Text segment:
The exhibition There and Back Again brings together 26 artists from the eastern Baltic Sea region: Estonia, Latvia, Lithuania, Poland, Finland and Russia. This collection exhibition explores the themes of identity, belonging and memory through the metaphor of travel. The title, There and Back Again, refers both to physical travel and to the various internal journeys traversed by working artists.
The artworks in the exhibition reflect a time characterised by the mobility of people, goods and labour, but also by tensions between superpowers. The Soviet era with its restrictions, traumas and memories looms in the background. Many of the artists grew up in the Baltic region in the 1980s and 90s, and experienced their countries’ reindependence. Many have studied and worked outside of their homeland, some in Finland.
“The Baltic region is more news-worthy than it has been for a long time. The region’s economy and its management have played a central role, ever since the time of the commercial alliance of Hanseatic towns and all the way to the modern cities joined together by the Via Baltica. The Baltic Sea has become the object of many intersecting economic, political and cultural interests,” Museum Director Leevi Haapala writes in the exhibition catalogue.

Data listing:
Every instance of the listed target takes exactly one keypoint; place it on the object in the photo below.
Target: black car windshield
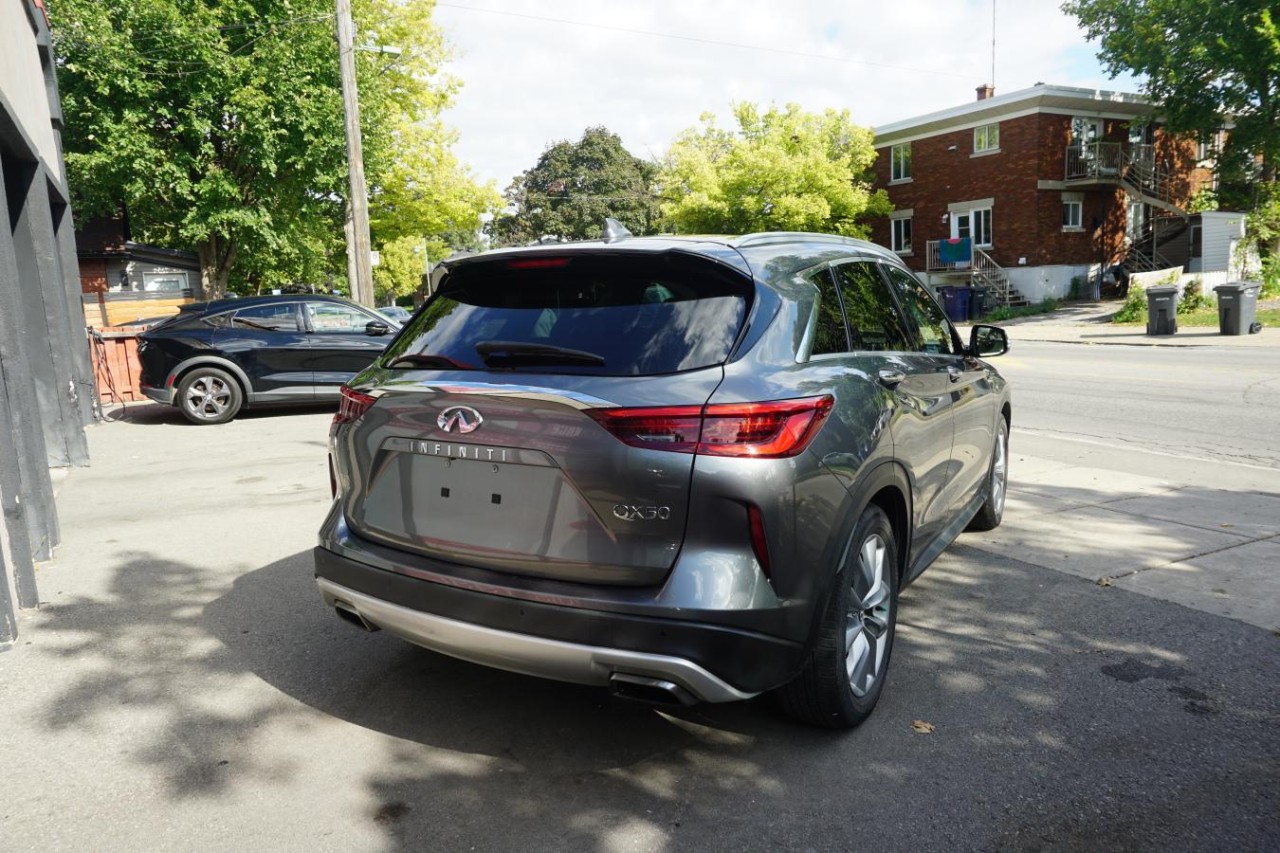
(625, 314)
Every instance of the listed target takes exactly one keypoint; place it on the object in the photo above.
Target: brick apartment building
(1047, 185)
* * *
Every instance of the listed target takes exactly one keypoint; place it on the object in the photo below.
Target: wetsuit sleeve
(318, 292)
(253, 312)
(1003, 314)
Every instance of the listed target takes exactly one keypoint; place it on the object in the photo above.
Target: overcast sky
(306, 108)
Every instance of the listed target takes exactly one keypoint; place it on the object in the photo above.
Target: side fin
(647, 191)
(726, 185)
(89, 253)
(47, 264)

Problems to work on:
- 1) Condense the paragraph of the exhibition text that begins "The artworks in the exhibition reflect" into a short bulleted list that keeps its main facts.
- 2) From the exhibition text, reproduce everything from "The artworks in" down to "some in Finland." word for word.

Task responses:
- 1)
- The works reflect a time of mobile people, goods and labor, and of tensions between superpowers.
- The Soviet era, with its restrictions, traumas and memories, looms in the background.
- Many of the artists grew up in the Baltic region in the 1980s and 90s and experienced their countries' reindependence.
- Many have studied and worked outside their homeland, some in Finland.

- 2)
The artworks in the exhibition reflect a time characterised by the mobility of people, goods and labour, but also by tensions between superpowers. The Soviet era with its restrictions, traumas and memories looms in the background. Many of the artists grew up in the Baltic region in the 1980s and 90s, and experienced their countries’ reindependence. Many have studied and worked outside of their homeland, some in Finland.